Document segment ▸
Actual Conditions ( $E_{cell}$ ):
    * The actual cell potential ( $E_{cell}$ ) determines the real-time spontaneity.
    * If E_{cell} > 0, the reaction is spontaneous in the forward direction.
    * If E_{cell} < 0, the reaction is non-spontaneous in the forward direction but spontaneous in the reverse direction.
    * If $E_{cell} = 0$ , the system has reached equilibrium ( $Q = K$ ).

Available Resources: Students are provided with a cheat sheet containing standard reduction potentials. Thermodynamic data ( $\Delta G_f^{\circ}$ , $\Delta H_f^{\circ}$ , $S^{\circ}$ ) are typically embedded within specific exam problems to avoid excessive table-lookup.
Step 1: Determine the Balanced Reaction and $E_{cell}^{\circ}$ :
    * Identify half-reactions from the reduction potential table.

Questions ▸
• 1. Answer these questions using the cell potential excerpt, marking each answer (a), (b) or (c) on its own line.
(a) What condition does the system reach when $E_{cell} = 0$?
(b) What does the cheat sheet given to students contain?
(c) Where are thermodynamic data typically placed?
• 2. Go on with the cell potential excerpt, picking up after its final bullet in Step 1.
The rows here come from a separate source, unrelated to the cell potential excerpt.

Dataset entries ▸
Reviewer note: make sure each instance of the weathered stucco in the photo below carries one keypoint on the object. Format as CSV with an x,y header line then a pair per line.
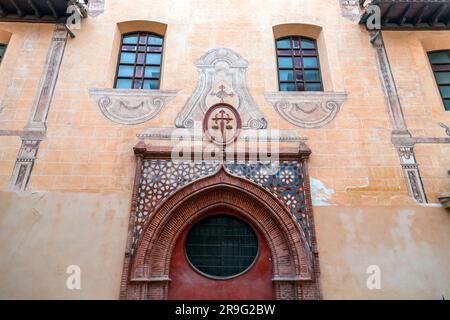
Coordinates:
x,y
42,234
45,232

Answer list ▸
• 1.
(a) The system has reached equilibrium ($Q = K$).
(b) It contains standard reduction potentials.
(c) They are embedded within specific exam problems.

• 2.
    * Flip the reaction with the lower potential to serve as the oxidation.
    * Example Balance:
        * If two electrons are canceled on each side, $n = 2$ .
        * Sum the potentials: $E_{cell}^{\circ} = E_{reduction}^{\circ} + E_{oxidation}^{\circ}$ .
Step 2: Calculate the Actual Cell Potential ( $E_{cell}$ ):
    * Use the Nernst equation at $25^{\circ}C$ ( $298.15\,K$ ):
    * $E_{cell} = E_{cell}^{\circ} - \frac{0.0592}{n} \log(Q)$
    * Case Study Data:
        * Given concentrations: $0.45\,M$ for product species and $0.0130\,M$ for reactant species.
        * Calculated $E_{cell}^{\circ}$ is used to find $E_{cell}$ .
        * Result: $E_{cell} = -0.0156\,V$ .
        * Interpretation: Because the value is negative, the forward reaction is non-spontaneous; the reaction proceeds in reverse to reach equilibrium.

Equilibrium Constant ( $K$ ):
    * Can be calculated from the standard cell potential using the formula:
    * $E_{cell}^{\circ} = \frac{0.0592}{n} \log(K)$
    * In the provided example, $K = 10.3$ .
Conceptual Distinctions:
    * $E_{cell}^{\circ}$ and $K$ : These values define the equilibrium position. A $K = 10.3$ indicates the equilibrium favors the products (since K > 1).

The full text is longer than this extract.